Roanoke Times Copyright (c) 1995, Landmark Communications, Inc. DATE: FRIDAY, July 23, 1993 TAG: 9307230196 SECTION: NATIONAL/INTERNATIONAL PAGE: A-1 EDITION: METRO SOURCE: The New York Times DATELINE: WASHINGTON LENGTH: Medium
Helms, the 20-year North Carolina Republican, had sought - and seemed to be finding - a roundabout way to preserve the design patent held by United Daughters of the Confederacy on a symbol that includes the flag.
He proposed language to that effect as an amendment to the national service bill, which would provide educational grants in return of various forms of service. With many senators unaware of what they were voting on, he won a test vote, 52-48.
Then Moseley-Braun, a Democrat from Illinois, angrily took the floor. Shouting and crying, she told the Senate:
"On this issue there can be no consensus. It is an outrage. It is an insult. It is absolutely unacceptable to me and to millions of Americans, black or white, that we would put the imprimatur of the United States Senate on a symbol of this kind of idea."
As word of the debate spread through Senate offices, more and more senators came to the floor, most taking her side. Some disagreed, like Sen. Mitch McConnell, R-Ken., who said "the Civil War is history." And Sen. Robert C. Byrd, D-W.Va., insisted "the Confederacy is a part of American history."
But they lost. The Senate was convinced by the argument that the flag was an insulting reminder of slavery and killed the Helms amendment, 75-25, as 27 senators changed their votes over a three-hour period.
Design patents like the Daughters of the Confederacy logo come up for renewal every 14 years. Most patents are simply allowed to lapse. But the Daughters of the Confederacy have gone to Congress for renewal four times this century. Renewal by Congress confers honor and prestige for certain patriotic groups. Only about 10 groups have won patents from Congress since 1900.
Helms angrily insisted that his proposal had nothing to do with race or with slavery. "Race should never have been introduced," he said. "It is a political ploy."
He maintained that the symbol, a laurel wreath encircling the national flag of the Confederacy - not the battle flag or stars and bars - was instead just a proud insignia of a charitable group of "about 24,000 ladies of the United Daughters of the Confederacy, most of them elderly, all of them gentle souls who meet together and work together as unpaid volunteers at veterans hospitals."

Supplied data

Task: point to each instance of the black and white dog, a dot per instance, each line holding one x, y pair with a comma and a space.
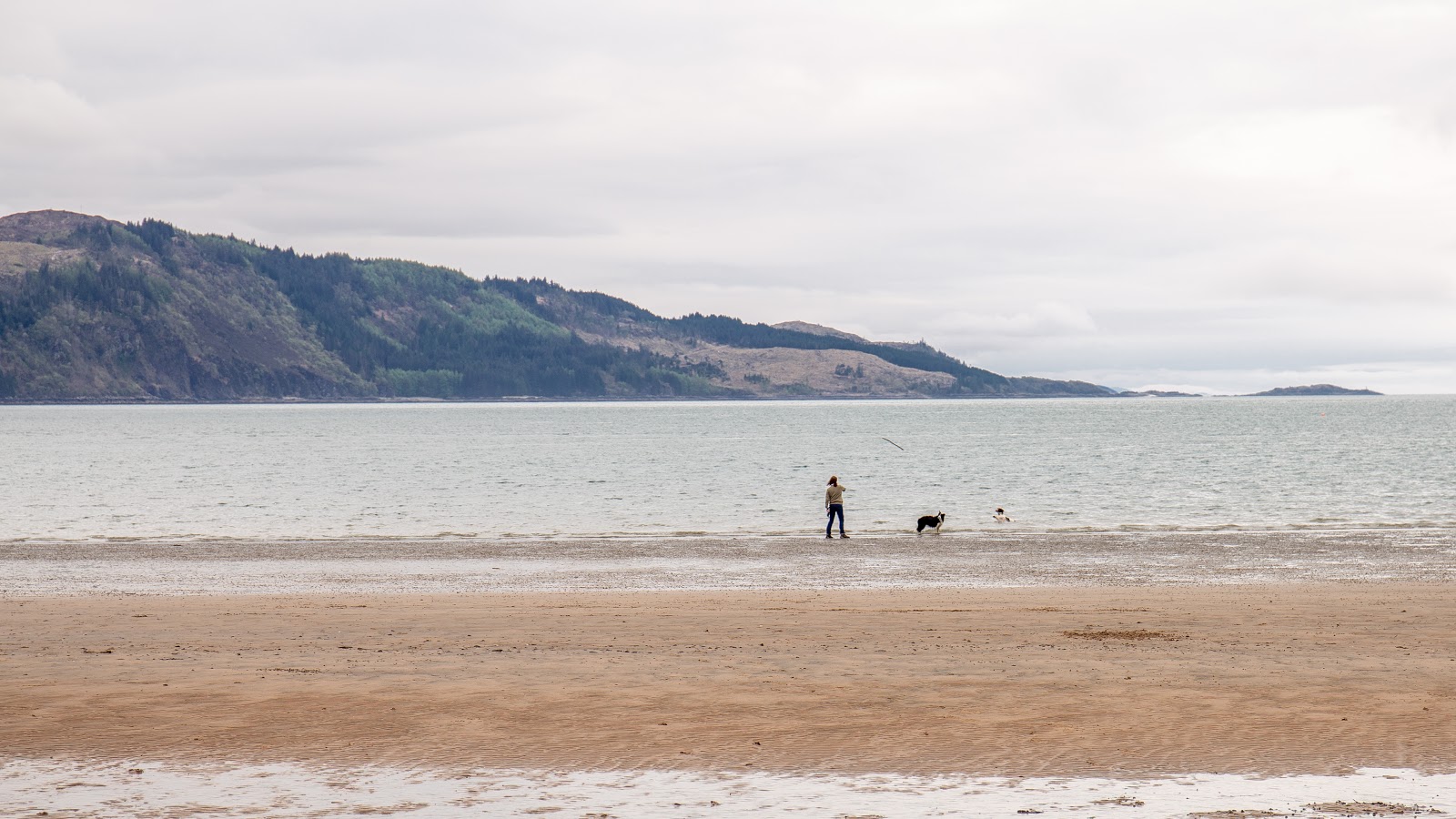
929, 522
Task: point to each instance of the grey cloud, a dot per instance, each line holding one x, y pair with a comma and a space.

Problem statement
Please decide whether each of these statements agrees with the Senate article, and give yes or no with the article's deciding words quoted. 1. The Senate killed the Helms amendment by a vote of 75-25. 2. Design patents like the Daughters of the Confederacy logo come up for renewal every 10 years. 3. Helms said the symbol encircles the Confederate battle flag.

Written reply
1. Yes: "killed the Helms amendment, 75-25"
2. No: "come up for renewal every 14 years"
3. No: "the national flag of the Confederacy - not the battle flag or stars and bars"